Copy out every line between the one holding "roof? Provide a bounding box." and the one holding "[66,33,68,50]", inclusive, requests included, and shift each bounding box coordinate in the answers by -67.

• _Record excerpts_
(begin)

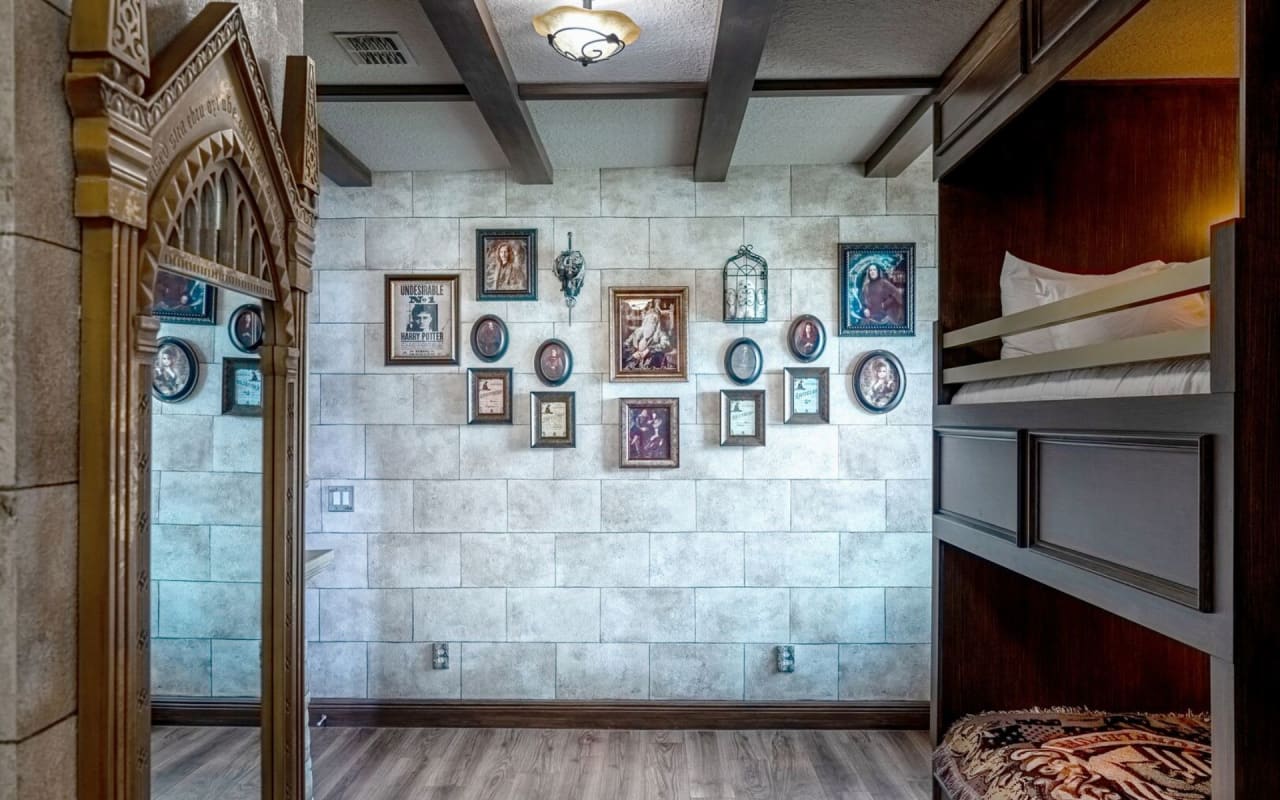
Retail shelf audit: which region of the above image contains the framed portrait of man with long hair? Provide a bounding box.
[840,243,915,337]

(end)
(begin)

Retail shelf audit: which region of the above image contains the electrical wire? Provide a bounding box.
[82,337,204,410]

(end)
(begin)

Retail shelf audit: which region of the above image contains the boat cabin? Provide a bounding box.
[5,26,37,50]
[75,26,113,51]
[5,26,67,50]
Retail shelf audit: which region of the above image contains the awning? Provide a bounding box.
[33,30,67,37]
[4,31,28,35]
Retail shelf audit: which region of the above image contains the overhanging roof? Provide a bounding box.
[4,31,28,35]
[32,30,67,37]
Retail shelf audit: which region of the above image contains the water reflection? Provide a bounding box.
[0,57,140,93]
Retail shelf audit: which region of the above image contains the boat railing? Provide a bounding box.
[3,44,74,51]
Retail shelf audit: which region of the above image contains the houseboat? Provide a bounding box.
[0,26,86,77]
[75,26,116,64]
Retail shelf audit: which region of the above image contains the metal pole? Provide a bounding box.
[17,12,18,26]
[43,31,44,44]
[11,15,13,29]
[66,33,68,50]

(end)

• _Solution to this exercise_
Retail shelf audit: which region of the above image contains the overhanging roof? Provide a bounding box.
[-63,-36,-39,-32]
[-35,-37,0,-30]
Retail shelf audit: which region of the above image contains the water reflection? Provide a bounding box.
[-67,-10,73,26]
Retail shelf audit: which region of the above image contains the boat railing? Provide a bounding box.
[-64,-23,7,-16]
Retail shelf audit: which region of the above image contains the houseboat? Provide a bounding box.
[-67,-41,19,10]
[8,-41,49,-3]
Retail shelf audit: which region of the above image contains the metal pole? Provide a bounding box.
[-50,-55,-49,-41]
[-24,-36,-23,-23]
[-56,-52,-54,-38]
[-1,-34,1,-17]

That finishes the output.